**Exercise directions**
Word for word, output the data, with none of its pictures.

**Material provided**
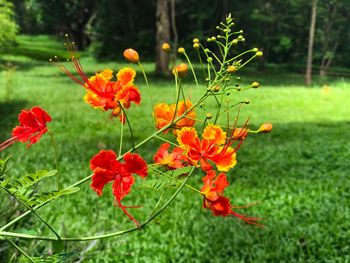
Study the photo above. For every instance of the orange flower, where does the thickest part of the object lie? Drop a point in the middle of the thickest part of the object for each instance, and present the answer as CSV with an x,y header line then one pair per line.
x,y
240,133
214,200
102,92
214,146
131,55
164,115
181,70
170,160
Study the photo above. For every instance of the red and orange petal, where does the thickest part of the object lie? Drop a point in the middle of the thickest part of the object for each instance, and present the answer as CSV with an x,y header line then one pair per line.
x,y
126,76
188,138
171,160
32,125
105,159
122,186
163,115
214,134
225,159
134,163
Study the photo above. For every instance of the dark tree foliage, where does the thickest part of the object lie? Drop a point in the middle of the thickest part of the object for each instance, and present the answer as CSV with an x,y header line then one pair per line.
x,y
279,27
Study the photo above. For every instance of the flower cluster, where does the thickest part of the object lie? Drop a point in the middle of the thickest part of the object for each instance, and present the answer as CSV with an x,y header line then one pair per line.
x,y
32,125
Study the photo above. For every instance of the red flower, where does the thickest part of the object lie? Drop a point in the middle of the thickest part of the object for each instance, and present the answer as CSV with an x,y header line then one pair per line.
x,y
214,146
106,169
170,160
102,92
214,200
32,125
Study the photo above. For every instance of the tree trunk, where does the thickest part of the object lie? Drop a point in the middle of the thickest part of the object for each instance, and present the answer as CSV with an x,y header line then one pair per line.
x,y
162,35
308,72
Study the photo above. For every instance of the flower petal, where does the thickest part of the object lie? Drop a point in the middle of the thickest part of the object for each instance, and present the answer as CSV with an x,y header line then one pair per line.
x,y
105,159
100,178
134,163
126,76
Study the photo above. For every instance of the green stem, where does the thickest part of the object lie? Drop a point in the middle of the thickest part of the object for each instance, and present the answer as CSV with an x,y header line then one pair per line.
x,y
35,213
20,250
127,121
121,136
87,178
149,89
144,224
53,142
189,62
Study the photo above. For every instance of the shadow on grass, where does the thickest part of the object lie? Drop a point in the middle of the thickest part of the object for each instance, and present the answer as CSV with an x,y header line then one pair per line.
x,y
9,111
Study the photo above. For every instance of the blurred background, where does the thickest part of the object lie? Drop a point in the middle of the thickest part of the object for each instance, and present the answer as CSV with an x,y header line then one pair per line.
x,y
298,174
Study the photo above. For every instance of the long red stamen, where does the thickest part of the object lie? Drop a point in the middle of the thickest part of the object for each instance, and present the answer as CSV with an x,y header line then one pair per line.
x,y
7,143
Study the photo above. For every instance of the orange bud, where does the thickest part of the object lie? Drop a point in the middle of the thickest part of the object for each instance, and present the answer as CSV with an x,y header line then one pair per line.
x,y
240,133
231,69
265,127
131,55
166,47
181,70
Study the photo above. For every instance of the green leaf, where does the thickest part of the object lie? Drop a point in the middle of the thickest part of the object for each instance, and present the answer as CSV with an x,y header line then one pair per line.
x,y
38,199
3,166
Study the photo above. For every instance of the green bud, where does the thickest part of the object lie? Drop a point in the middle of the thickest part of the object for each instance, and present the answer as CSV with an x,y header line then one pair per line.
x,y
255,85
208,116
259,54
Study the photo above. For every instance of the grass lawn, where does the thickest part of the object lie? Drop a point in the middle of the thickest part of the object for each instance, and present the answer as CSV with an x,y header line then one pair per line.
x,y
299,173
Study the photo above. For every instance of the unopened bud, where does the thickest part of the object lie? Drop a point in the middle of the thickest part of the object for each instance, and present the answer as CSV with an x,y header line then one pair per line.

**Solution to the problem**
Study the photo above. For every instance of the orange flower, where does the thickest part of the object lie? Drop a point in the middle of the thickest part of the object for each instance, and present the answer as CSV with an x,y header line then one pair per line.
x,y
240,133
214,200
102,92
214,146
131,55
164,115
181,70
170,160
Study the photo above. For every instance of the red and orange petal, where does the thickest part of the object lie? Drop a point in the middle of the thickest part of the object for each instance, and present the answer as CSV with an x,y header line then one pair per line.
x,y
126,76
188,138
171,160
32,125
105,159
122,186
163,115
214,134
225,159
134,163
Study the photo above. For every instance of the dark tree foliage, where does the thickest part of the object lie? Drop a point in the middle of the thickest part of the object for each instance, and present the answer as CSV with an x,y header line then one pair per line.
x,y
279,27
Study the photo above. For every instance of the flower cluster, where does the thickest part of the object lie? Drop a point in the middle of the thickest part of the object for each instance, and present the answer as CSV with an x,y header line then one pair per line.
x,y
32,125
Study the photo above. For every instance of the red flower, where does the thickest part of the object lie? Drop a point in the middle of the thickest part of the object for each instance, and present the answer as CSV with an x,y header line then one pair per line.
x,y
214,146
106,169
170,160
102,92
214,200
32,125
Study the photo above. For every instance of the tree trunk, where does the thickest part of the object lie? Drop a point in the middle of the thickest part of the object for each instance, and present the answer as CSV with an x,y header line then one pair per line.
x,y
162,35
308,72
Study the photo above. For every instance of the flower petal, where does the thickest part of the object lie? Drop a point in the middle of the thickest part of the object for each instance, and present the answer as CSV with an x,y header line then one pair per line.
x,y
105,159
100,178
134,163
126,76
Study the photo above. For every instance of the green stem, where does the thickest part of the object lie? Drop a point in the middle of the thickest part of the object for each instance, and present the answer as CSV with an x,y header line then one pair per line.
x,y
35,213
20,250
127,121
121,136
87,178
149,89
144,224
53,142
189,62
Study the photo above. For every instance of the shadow on grass, where does the thickest part of the object lie? Drop a point in the middle of the thickest part of the object for each instance, and present the answer as CSV with an x,y header line then one pair per line.
x,y
9,111
Study the photo above. For every instance of the blurred background, where does the thickest part of the object lie? Drop a point in the middle of the thickest part of the object for each instance, and present the answer as CSV with an x,y header line then one pair per line.
x,y
298,174
Study the photo above. For every instance of the long red stamen, where does the thickest part of the object lie? Drop a point in the middle of the thickest part of the object for each instance, and present the answer as CSV with an x,y header line then one pair per line.
x,y
7,143
Study the photo above. For every instance of the orange bud, where does the thickest part of the object lie? Drop a point in the middle of the thickest part of the object for each instance, and present the answer as CSV with an x,y header line then one pair per line.
x,y
240,133
231,69
265,127
131,55
166,47
181,70
Study the photo above. For every instance of the green leaf, where does the thickest part of the object lie? Drop a point in the middle of the thickest part of the object for each instance, and present the answer as CSV with an x,y header line then one pair per line.
x,y
38,199
3,166
Study the photo above. For every instance of the green bud, where does the thickest part of the object lie? Drop a point in the middle of the thickest part of the object for each instance, and present the answer as CSV with an x,y header line then one pair per line.
x,y
255,85
208,116
259,54
Study the photo above. For every instance of the grass lawn, where does the thickest part of the object lie? Drop a point in the middle of the thickest part of the object for each instance, and present the answer as CSV with an x,y header line then one pair per line.
x,y
299,173
Study the photo above. For every instance of the unopened bud, where does the thickest part of the object lie? Drop a point in the middle of the thickest part of the object for each instance, and present the answer as CSV with an x,y header line then one pair per line.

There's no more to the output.